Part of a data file

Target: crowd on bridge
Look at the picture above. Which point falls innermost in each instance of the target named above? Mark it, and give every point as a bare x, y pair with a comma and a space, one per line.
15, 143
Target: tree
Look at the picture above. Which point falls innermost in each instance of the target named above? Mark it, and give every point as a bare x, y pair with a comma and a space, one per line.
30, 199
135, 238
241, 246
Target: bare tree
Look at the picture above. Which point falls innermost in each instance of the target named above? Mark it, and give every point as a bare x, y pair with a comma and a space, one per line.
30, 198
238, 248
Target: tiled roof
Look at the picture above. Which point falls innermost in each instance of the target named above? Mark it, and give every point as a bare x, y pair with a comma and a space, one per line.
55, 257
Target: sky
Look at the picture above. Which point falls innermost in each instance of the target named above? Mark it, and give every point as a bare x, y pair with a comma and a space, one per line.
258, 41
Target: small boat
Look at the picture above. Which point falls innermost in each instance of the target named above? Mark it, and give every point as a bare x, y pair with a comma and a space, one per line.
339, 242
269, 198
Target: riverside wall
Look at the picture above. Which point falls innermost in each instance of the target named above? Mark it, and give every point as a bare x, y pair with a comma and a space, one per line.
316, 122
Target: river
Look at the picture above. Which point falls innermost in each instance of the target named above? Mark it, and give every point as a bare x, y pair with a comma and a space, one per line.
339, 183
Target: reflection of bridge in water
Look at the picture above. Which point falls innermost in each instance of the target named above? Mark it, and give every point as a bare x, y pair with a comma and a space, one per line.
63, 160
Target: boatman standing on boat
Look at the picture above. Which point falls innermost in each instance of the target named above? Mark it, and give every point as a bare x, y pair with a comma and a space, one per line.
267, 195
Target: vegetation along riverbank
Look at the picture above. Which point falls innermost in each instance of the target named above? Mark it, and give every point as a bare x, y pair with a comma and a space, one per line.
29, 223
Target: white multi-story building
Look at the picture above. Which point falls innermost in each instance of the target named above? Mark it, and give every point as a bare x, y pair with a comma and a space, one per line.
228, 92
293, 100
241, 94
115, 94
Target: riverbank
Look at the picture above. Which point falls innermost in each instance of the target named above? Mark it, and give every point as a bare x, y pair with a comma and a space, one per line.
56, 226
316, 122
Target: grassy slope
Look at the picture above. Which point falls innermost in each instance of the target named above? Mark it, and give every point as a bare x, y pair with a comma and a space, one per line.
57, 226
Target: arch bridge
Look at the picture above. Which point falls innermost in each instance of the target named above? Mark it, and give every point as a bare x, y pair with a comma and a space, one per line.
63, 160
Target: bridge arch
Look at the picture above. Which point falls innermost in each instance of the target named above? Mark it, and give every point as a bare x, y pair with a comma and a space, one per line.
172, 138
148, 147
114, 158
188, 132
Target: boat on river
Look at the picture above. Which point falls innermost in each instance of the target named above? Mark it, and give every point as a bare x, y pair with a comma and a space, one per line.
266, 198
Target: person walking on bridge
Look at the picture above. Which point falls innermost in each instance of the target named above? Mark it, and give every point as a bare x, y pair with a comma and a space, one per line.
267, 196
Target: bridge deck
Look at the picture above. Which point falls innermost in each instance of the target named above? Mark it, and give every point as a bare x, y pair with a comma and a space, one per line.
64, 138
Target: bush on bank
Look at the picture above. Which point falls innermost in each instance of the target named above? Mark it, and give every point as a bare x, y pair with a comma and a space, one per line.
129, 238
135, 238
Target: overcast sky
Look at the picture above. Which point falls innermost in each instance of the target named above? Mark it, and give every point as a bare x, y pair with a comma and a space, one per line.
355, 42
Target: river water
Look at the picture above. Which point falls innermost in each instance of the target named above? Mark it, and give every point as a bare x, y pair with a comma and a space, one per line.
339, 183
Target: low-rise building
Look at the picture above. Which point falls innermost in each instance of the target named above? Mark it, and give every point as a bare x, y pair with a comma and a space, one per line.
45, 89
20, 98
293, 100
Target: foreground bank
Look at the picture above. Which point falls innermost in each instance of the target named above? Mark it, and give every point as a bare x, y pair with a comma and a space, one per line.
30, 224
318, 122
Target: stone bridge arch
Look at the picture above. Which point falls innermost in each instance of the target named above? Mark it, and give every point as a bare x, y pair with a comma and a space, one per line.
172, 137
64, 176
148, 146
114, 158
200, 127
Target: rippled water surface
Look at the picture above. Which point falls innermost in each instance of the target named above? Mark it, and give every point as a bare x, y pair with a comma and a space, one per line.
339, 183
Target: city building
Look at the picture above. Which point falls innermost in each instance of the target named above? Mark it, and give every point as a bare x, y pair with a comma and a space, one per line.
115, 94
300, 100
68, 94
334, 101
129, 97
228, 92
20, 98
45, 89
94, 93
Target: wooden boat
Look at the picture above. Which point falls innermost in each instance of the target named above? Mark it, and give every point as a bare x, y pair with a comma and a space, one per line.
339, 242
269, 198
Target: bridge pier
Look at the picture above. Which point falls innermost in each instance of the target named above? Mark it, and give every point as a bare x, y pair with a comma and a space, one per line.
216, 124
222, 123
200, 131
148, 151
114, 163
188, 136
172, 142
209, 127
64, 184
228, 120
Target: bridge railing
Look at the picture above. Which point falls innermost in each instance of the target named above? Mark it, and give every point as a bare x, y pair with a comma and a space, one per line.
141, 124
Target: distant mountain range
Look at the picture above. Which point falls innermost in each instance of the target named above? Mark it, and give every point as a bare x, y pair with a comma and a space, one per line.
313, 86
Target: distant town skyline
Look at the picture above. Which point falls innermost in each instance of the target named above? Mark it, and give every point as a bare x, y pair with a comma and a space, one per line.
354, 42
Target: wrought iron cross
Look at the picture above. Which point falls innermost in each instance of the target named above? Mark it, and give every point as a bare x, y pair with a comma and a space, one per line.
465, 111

#### WHAT TO DO:
Extract the data in full. Keep it word for word.

#### FINISHED EXERCISE:
Target: crowd on bridge
Look at the picture above. Which point falls innermost in each instance of the target named above? Mark it, and give every point as a bare x, y pair with a comma and a space, one per line.
15, 143
Target: tree
Look at the picture above. Which point falls innermost in each instance of the target named above? Mark it, and give every point as a bare x, y pair with a comma and a space, one per line.
30, 199
135, 238
241, 246
Target: bare tree
Look at the picture above. Which point falls innermost in each instance of the target named above? Mark it, and give every point as a bare x, y pair with a comma and a space, one per line.
30, 198
238, 248
Target: tiled roof
Look at the picture above. Which point falls innermost in each instance of the target named above? Mark it, and give every point as a bare x, y pair with a comma and a space, one per line.
55, 257
Target: sky
Look at the picture above. Which point falls innermost in each instance of the target named above? Mark it, and give every point as a bare x, y pair with a comma and a space, one per line.
258, 41
Target: small boat
Look at the picture above. Which point falls innermost in each instance of the target named above? Mark it, and give every point as a bare x, y pair with a comma and a space, one per line.
339, 242
269, 198
Target: riverside wall
Look at the picture above. Which point falls innermost in each instance of the target named above? Mark it, and give every point as a bare x, y pair with a comma and a space, one per line.
316, 122
Target: river
Look at the picture above. Which point falls innermost in each instance of the target named above? Mark it, and give every point as a bare x, y pair with a comma and a space, one per line.
339, 183
Target: reflection of bridge in water
Look at the picture above. Which point falls innermost in each instance of the target named above? Mark it, and give every point as a bare x, y pair with a comma and a space, one per line.
63, 160
Target: boatman standing on boat
Look at the picture above. Which point falls innermost in each instance of the target named above? Mark it, and give every point as a bare x, y pair with a comma and a space, one per line.
267, 195
Target: vegetation along riverbank
Look at the picture above. Which point falls innermost in each instance of the target named above? Mark it, and give every point as a bare x, y pair with a comma and a space, one per line.
29, 223
Target: white multi-story building
Look at the picture above. Which point falls innermost in each instance of the target named above? Mark it, and give every point as a bare x, y pair with a comma and a space, one per line.
228, 92
293, 100
241, 94
115, 94
Target: riverbank
Look at the picture above. Which point falls innermost in each instance of the target named above? Mark it, and give every point as a bare x, y pair with a comma and a space, one per line.
56, 226
316, 122
Target: grassy slope
Look at the picture above. Which point falls innermost in each instance of the target named above? Mark it, and give every point as a bare x, y pair with a comma and a space, one per line.
57, 226
Target: arch bridge
Look at the picture above. Which point falls innermost in each instance of the target named above? Mark it, and give every point as a bare x, y pair with a comma and a space, one per line.
63, 160
Target: bridge arch
Look at the picture above. Which point falls innermost in each instance of the target named above? Mark it, and give every point as a bare x, y pair with a comma and a space, one per line.
172, 138
148, 147
114, 158
188, 132
Target: boat on river
Look at the picture above. Which point falls innermost in each instance of the target named above? Mark it, and give every point as a bare x, y pair with a comma and a space, one per line.
266, 198
Target: person walking on bridge
Look at the picture above. Which point falls innermost in each instance of the target named above? Mark it, and give every point as a bare x, y pair with a comma and a space, one per line.
267, 196
Target: bridge deck
Look at the picture above. Which point falls innermost in each instance of the target named above? Mark it, and give every point as a bare x, y pair with a comma and a space, one per line.
64, 138
Target: bush on bank
Look at the picture above. Which point falls innermost in each instance of the target named above? Mark it, and give every point as a bare x, y pair with a comma and a space, one per line.
129, 238
135, 238
Target: overcast sky
Look at the picture above. Which point falls innermost in each instance of the target named above? Mark it, and give every point as a bare x, y pair with a comma and a space, one per line.
355, 42
Target: river water
Look at the picture above. Which point falls innermost in each instance of the target named above? Mark it, and give every point as a bare x, y pair with a comma and a space, one per line.
339, 183
Target: low-rise building
Look at the picture above. Which point falls innermost in each instance of the target named above? Mark it, and give every point as a bare x, y pair with a comma and a space, one per line.
45, 89
20, 98
293, 100
Target: foreground bank
Look at the picture above. Which point falls innermost in each instance of the target named above? Mark it, and give every point as a bare x, y pair with a comma and a space, one per line.
30, 224
318, 122
Target: stone bridge arch
Look at the picture above. Which point falls innermost in each instance of the target named above? Mark it, and give every point as a bare x, y pair with a comma and a space, one per line.
172, 137
64, 176
148, 146
114, 158
200, 127
Target: rippled water surface
Look at the picture above. Which point falls innermost in each instance of the target named above? Mark it, and give every point as a bare x, y pair with a comma and a space, one per line.
339, 183
Target: city building
Look at the picture above. Which point falls innermost in each instance of the target named above? Mark it, and give every point as a bare x, y pair with a comma and a space, one per line.
115, 94
300, 100
68, 94
334, 101
129, 97
228, 92
20, 98
45, 89
94, 93
Target: wooden boat
Look at the picture above. Which point falls innermost in each instance of the target named above? Mark it, and give every point as a bare x, y pair with a comma and a space, one per line.
339, 242
269, 198
Target: bridge pier
Look at the picture above. Which point falls innermost in each instance of the target named above? Mark it, and give every point as a bare x, y pair with a comma and a space, one per line.
216, 124
222, 123
200, 131
148, 151
114, 163
188, 136
172, 142
209, 127
64, 184
228, 120
Target: bridge railing
Look at the picture above. Which point falls innermost in each instance of the target named above? Mark it, and give every point as a bare x, y pair with a comma and a space, one per line.
141, 124
Target: distant mountain range
Look at the picture above. Which point falls innermost in each instance of the target named above? Mark it, and give every point as a bare x, y pair with a comma and a space, one per line.
313, 86
Target: distant town skyline
Look at the picture above. Which point falls innermost in each instance of the target named above? Mark it, and give every point as a bare x, y pair with a comma and a space, one per line.
354, 42
Target: wrought iron cross
Look at the picture above. Which point falls innermost in each instance of the target named above? Mark it, and give every point as a bare x, y pair with a comma and a space, one per line.
465, 111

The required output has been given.